--- Task objective ---
Would you transcribe the line that holds "Mark every instance of jersey" and all the lines below it, through the final one, exactly and with nothing else?

--- Data for the task ---

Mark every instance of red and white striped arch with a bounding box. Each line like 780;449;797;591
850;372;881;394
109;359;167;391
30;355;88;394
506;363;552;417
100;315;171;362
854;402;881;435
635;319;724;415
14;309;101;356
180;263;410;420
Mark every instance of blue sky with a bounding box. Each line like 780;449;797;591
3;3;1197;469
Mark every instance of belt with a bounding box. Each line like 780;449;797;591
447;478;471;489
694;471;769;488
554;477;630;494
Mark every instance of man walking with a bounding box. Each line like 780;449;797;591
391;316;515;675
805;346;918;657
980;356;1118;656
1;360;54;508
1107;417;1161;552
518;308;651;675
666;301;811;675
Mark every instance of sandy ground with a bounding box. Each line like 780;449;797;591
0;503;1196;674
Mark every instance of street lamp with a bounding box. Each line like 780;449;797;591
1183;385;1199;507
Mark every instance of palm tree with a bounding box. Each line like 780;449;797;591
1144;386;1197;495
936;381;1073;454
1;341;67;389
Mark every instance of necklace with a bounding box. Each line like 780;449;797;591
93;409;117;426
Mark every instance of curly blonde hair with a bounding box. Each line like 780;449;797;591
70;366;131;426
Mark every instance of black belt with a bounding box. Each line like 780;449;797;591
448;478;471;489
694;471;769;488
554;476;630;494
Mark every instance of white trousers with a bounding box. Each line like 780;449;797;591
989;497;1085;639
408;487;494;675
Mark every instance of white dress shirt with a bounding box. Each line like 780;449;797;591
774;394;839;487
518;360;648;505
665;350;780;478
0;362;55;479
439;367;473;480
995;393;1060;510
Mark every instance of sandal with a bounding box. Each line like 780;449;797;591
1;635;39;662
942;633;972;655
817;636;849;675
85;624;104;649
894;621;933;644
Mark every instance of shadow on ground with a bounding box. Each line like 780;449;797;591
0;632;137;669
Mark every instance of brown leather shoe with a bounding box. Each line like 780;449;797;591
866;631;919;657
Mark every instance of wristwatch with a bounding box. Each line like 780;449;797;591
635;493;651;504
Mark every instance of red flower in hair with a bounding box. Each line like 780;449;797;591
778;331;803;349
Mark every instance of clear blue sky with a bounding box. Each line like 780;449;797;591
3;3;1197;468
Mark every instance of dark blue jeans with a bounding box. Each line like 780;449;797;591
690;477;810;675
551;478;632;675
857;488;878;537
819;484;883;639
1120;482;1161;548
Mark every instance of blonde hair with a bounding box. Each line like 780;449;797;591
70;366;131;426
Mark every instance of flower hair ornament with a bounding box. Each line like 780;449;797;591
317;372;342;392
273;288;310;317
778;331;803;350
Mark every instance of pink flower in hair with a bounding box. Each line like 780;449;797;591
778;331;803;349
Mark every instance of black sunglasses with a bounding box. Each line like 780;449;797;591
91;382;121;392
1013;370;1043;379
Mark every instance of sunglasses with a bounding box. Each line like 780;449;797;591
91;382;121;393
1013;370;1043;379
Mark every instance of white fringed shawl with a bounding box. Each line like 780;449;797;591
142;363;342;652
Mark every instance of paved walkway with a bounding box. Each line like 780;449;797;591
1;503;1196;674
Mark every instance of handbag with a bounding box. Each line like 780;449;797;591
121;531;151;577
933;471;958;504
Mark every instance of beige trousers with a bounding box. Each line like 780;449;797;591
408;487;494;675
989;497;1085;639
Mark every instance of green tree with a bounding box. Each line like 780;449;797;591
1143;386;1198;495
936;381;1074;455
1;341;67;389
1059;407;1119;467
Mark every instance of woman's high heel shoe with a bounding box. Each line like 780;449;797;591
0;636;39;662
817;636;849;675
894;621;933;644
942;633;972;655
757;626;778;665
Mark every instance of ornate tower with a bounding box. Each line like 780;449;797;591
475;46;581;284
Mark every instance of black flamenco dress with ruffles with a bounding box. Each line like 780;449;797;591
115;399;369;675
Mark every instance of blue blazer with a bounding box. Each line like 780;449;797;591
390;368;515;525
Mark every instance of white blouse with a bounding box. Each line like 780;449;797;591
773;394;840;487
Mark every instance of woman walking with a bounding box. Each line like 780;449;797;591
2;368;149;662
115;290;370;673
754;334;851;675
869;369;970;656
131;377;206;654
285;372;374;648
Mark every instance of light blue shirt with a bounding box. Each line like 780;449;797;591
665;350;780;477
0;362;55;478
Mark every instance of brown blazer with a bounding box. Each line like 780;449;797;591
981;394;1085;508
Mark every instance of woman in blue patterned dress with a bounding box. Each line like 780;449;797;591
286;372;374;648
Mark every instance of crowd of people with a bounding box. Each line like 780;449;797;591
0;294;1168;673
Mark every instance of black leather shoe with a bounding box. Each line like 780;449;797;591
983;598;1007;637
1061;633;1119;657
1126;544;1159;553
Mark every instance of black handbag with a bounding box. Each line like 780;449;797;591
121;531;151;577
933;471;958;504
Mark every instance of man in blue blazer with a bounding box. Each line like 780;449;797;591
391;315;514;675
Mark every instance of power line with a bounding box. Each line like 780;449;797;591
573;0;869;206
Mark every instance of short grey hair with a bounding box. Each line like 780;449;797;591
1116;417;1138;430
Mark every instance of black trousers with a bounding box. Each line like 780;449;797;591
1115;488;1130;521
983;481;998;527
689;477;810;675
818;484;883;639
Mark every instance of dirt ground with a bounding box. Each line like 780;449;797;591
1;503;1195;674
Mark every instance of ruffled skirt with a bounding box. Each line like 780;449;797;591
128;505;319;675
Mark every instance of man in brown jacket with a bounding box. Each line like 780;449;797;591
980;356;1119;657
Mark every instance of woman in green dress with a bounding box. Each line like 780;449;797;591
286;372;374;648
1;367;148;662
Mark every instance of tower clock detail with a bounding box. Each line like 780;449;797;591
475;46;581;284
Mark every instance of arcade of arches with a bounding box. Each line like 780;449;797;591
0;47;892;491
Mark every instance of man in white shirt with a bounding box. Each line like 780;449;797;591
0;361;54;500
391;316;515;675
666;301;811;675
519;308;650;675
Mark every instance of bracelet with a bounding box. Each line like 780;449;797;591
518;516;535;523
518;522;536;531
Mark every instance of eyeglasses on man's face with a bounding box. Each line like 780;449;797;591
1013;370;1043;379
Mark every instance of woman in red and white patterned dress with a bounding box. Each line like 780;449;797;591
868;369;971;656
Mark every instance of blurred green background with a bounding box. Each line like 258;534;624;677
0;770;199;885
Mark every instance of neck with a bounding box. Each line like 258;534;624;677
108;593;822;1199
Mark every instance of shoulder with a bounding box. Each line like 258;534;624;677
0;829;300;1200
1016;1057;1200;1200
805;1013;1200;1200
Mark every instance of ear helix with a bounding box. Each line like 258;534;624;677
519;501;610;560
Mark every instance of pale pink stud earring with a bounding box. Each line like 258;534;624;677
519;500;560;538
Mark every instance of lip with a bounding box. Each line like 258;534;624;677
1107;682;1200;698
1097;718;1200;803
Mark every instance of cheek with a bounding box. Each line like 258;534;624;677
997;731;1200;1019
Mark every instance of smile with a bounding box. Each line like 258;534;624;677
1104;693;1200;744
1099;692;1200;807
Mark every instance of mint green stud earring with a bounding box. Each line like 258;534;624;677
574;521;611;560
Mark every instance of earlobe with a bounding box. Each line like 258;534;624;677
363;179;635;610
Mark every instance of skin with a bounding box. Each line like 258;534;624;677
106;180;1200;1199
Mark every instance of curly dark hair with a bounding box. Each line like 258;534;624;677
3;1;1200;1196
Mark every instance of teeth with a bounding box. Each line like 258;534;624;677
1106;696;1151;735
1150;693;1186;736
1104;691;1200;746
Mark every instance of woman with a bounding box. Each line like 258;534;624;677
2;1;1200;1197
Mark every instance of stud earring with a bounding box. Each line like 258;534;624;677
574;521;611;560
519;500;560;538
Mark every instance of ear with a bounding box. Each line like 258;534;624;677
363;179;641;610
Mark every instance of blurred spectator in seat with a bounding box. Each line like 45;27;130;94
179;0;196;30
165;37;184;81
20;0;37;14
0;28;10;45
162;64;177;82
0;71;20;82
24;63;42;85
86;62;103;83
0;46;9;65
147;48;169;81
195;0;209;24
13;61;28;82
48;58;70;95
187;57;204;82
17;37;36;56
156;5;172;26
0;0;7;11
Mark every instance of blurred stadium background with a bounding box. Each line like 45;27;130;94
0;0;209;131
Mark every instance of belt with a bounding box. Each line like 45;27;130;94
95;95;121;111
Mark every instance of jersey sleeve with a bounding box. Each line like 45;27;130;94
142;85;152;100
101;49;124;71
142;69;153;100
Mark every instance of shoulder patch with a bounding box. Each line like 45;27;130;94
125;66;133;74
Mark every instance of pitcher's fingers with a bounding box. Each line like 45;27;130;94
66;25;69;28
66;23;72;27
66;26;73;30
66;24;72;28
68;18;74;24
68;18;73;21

--- Response to this task ---
Mark every instance of jersey sleeve with a bounding box. Each line like 45;27;130;94
142;85;152;100
101;49;124;71
142;69;153;100
Mark every instance of shoulder patch with a bounding box. Each line like 45;27;130;94
125;66;133;74
Mark every instance of pitcher's fingers with a bounding box. Each line like 45;27;130;94
66;25;69;28
66;23;72;27
66;26;73;30
66;24;72;28
68;18;74;24
68;18;73;21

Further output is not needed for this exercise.